#### Short problem
Which lines in the records below contain the string "bark"? Pull out each of those lines, counting only matches with the same upper and lower case.

#### Information shown
* * * * * * *
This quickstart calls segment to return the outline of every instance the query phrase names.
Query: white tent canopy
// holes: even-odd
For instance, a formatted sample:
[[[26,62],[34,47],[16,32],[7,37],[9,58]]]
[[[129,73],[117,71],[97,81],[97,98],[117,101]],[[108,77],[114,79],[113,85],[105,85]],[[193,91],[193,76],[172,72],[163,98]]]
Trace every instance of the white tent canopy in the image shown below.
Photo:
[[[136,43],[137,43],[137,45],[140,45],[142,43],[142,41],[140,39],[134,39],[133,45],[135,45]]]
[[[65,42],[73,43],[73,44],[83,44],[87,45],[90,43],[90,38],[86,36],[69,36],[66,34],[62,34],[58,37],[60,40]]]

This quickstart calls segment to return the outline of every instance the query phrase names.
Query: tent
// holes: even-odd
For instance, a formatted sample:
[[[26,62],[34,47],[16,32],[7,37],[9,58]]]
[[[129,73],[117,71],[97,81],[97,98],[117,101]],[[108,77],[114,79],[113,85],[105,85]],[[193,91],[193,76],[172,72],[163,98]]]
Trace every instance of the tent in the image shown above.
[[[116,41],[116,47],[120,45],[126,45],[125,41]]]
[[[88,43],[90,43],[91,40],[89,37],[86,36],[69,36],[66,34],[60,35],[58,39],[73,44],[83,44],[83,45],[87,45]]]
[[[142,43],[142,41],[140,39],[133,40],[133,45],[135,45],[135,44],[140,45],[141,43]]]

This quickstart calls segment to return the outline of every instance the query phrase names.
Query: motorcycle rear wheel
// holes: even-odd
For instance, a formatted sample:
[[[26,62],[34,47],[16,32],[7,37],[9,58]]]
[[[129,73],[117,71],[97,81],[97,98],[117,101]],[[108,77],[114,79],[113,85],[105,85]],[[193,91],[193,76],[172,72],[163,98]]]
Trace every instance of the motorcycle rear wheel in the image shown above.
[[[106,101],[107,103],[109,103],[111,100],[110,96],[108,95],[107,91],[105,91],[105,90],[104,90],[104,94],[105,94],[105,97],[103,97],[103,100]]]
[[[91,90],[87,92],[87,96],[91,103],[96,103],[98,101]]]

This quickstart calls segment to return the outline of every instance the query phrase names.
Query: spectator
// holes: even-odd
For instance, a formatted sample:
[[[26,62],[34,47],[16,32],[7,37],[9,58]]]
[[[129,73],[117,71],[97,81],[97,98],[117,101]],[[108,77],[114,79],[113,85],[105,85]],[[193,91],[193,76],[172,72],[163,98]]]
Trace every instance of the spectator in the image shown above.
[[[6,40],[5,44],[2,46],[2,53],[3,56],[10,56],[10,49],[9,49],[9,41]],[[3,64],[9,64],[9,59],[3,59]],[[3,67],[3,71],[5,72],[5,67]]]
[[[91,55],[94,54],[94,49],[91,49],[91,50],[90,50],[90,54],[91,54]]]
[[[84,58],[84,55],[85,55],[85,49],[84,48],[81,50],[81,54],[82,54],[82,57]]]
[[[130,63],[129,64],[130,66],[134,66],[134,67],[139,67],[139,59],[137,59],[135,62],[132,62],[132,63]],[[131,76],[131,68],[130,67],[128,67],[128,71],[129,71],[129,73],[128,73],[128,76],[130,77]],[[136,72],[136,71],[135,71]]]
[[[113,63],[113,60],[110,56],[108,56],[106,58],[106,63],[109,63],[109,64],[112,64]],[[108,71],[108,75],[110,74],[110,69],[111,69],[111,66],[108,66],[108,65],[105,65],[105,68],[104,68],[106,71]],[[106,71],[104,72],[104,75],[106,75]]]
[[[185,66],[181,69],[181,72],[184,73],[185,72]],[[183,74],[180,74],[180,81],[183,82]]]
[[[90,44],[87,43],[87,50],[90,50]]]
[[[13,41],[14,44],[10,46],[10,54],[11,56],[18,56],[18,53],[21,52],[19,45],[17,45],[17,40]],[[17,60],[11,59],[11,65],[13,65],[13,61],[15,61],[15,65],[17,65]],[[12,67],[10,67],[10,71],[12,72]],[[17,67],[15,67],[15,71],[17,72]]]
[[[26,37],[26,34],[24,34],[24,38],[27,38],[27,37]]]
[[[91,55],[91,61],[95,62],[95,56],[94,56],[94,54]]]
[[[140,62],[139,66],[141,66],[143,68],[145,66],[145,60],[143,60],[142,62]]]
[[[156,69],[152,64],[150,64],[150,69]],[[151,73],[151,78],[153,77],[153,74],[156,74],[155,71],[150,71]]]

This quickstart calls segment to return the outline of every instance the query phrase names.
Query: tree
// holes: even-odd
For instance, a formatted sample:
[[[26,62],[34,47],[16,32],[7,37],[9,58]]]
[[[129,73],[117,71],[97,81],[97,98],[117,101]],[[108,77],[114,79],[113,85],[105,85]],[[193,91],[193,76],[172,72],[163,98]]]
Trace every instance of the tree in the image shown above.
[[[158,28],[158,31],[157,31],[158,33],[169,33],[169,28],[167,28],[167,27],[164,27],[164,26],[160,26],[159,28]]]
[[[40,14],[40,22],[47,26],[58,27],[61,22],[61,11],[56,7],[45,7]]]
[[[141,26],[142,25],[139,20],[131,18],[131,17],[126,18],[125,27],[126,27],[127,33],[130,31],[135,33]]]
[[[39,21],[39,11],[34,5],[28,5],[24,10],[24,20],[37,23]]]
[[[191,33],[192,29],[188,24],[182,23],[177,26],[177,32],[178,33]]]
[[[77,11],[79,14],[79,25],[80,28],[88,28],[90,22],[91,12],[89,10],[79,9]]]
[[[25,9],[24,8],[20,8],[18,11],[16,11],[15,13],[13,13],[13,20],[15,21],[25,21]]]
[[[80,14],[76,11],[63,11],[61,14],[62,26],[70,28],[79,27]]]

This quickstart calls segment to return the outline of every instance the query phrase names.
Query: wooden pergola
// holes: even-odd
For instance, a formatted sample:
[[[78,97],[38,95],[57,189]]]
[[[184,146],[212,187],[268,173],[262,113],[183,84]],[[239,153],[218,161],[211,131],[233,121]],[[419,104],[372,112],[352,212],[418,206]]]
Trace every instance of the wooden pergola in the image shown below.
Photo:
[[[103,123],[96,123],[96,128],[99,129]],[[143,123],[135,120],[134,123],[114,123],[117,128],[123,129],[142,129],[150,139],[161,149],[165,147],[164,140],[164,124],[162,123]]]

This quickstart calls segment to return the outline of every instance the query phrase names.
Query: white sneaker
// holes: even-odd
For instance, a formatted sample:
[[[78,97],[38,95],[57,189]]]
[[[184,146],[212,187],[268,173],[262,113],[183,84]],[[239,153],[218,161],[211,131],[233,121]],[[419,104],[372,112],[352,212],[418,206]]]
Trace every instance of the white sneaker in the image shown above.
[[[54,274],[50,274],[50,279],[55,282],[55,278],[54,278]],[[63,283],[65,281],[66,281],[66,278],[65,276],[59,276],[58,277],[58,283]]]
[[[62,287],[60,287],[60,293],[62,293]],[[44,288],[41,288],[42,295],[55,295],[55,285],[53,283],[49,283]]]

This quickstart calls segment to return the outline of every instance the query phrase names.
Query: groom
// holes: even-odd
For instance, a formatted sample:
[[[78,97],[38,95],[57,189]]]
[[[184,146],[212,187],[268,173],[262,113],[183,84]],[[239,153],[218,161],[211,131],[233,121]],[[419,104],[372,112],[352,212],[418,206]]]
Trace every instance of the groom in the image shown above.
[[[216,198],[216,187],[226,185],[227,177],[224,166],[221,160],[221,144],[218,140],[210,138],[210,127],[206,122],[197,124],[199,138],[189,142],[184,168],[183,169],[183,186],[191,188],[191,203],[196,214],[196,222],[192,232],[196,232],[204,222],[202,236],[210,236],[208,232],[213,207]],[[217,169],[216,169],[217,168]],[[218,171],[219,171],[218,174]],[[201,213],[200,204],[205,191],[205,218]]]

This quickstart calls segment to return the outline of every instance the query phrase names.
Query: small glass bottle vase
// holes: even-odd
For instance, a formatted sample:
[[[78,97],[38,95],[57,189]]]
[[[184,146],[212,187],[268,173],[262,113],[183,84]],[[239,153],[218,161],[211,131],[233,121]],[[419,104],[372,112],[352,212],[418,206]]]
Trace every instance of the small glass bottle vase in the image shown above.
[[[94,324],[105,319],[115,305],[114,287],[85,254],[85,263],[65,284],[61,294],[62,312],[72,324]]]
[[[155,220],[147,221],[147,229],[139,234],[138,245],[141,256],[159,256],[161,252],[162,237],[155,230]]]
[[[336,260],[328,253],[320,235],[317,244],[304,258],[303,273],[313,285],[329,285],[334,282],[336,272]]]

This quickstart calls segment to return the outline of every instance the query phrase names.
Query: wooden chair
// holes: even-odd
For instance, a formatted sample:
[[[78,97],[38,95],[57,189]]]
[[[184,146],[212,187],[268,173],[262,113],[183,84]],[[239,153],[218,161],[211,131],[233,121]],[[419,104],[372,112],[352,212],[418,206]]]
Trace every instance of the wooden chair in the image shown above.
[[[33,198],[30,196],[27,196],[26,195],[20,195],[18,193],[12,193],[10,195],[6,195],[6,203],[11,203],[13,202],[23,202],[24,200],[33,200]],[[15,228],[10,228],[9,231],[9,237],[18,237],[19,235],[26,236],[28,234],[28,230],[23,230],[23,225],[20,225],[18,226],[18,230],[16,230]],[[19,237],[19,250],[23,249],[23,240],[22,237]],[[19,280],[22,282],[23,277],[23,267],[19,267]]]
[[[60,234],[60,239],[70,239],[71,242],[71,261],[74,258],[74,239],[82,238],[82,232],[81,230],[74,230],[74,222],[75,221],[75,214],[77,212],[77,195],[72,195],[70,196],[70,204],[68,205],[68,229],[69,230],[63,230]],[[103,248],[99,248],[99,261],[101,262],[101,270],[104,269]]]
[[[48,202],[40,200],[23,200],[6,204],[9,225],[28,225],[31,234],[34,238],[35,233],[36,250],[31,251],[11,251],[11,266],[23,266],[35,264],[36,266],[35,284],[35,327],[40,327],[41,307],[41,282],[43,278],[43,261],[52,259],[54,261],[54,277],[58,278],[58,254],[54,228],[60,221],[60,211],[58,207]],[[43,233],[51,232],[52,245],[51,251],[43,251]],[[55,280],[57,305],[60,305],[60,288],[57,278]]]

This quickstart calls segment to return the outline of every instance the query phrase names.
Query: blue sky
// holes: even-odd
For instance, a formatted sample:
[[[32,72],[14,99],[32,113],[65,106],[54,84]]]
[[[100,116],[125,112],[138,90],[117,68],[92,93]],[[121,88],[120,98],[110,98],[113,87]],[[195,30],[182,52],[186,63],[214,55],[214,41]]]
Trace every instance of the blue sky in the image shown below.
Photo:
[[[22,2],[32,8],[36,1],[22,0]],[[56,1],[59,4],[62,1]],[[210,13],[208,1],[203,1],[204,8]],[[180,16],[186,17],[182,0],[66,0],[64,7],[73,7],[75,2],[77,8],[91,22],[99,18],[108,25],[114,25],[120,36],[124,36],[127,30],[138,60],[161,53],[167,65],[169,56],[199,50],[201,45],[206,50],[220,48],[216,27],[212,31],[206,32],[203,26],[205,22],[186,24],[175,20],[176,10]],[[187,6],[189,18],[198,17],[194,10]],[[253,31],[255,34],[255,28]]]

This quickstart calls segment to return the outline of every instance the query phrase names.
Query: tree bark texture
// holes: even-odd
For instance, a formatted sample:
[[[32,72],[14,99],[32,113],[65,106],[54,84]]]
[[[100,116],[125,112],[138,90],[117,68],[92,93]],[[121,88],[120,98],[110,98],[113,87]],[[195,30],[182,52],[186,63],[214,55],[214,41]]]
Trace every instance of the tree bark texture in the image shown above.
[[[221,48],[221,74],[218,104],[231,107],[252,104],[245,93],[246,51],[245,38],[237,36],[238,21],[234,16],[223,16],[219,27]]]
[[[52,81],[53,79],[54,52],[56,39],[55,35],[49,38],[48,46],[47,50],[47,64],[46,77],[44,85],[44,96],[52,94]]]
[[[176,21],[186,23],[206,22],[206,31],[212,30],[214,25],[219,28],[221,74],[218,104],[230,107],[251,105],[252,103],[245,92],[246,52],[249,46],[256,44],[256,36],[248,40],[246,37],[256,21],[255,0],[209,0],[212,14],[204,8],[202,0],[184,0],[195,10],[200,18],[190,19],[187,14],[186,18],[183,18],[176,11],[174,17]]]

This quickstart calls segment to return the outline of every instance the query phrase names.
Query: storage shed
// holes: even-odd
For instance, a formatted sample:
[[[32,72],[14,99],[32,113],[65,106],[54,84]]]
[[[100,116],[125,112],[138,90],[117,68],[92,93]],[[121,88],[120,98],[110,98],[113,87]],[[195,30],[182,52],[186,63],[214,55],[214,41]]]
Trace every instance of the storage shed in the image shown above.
* * * * * * *
#### Answer to the task
Query: tree bark texture
Trace every instance of the tree bark texture in the image shown above.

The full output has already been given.